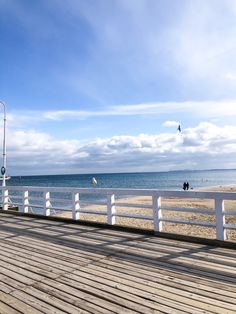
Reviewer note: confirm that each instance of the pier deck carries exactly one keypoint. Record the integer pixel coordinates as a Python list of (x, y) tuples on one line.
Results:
[(49, 266)]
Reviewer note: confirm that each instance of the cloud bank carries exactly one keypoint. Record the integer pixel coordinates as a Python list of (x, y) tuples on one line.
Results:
[(202, 147)]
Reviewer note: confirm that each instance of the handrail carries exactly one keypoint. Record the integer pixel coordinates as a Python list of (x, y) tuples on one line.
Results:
[(76, 206)]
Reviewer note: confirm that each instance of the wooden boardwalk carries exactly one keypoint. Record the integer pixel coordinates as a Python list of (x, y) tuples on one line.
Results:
[(49, 266)]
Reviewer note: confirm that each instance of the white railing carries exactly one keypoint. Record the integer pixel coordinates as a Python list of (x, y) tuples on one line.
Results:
[(48, 201)]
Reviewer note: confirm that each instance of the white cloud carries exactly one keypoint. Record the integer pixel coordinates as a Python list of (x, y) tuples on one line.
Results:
[(203, 109), (204, 146), (231, 76), (171, 123)]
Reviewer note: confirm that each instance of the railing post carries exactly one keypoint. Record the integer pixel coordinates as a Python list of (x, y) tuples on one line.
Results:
[(157, 213), (47, 204), (25, 201), (75, 206), (220, 219), (5, 200), (111, 219)]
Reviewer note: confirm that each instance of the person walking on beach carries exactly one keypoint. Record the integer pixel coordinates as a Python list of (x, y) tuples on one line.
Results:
[(187, 185)]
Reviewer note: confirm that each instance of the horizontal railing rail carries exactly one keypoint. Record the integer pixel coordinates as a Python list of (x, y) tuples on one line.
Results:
[(50, 200)]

=====

• CHALLENGE:
Scale the rows starting with the line that contains "Reviewer note: confirm that each instance of the white railing" and going on through the line that contains "[(203, 109), (204, 146), (231, 76), (171, 123)]", and give all of those lines again, requests included. Multiply every coordinate in the answers by 0.35 and round each result to a whole number, with halves rounding up.

• OUTPUT:
Reviewer note: confirm that each instance of the white railing carries exactly one keypoint. Record the integer pixel coordinates as a Python list of (x, y) tuples on one line.
Results:
[(17, 70)]
Reviewer note: confirm that each instance of the white cloud carries exactly one keypoint. Record the integer pixel coordinates as a Python list of (x, y) tuples on one line.
Results:
[(71, 38), (71, 51), (81, 27), (60, 43)]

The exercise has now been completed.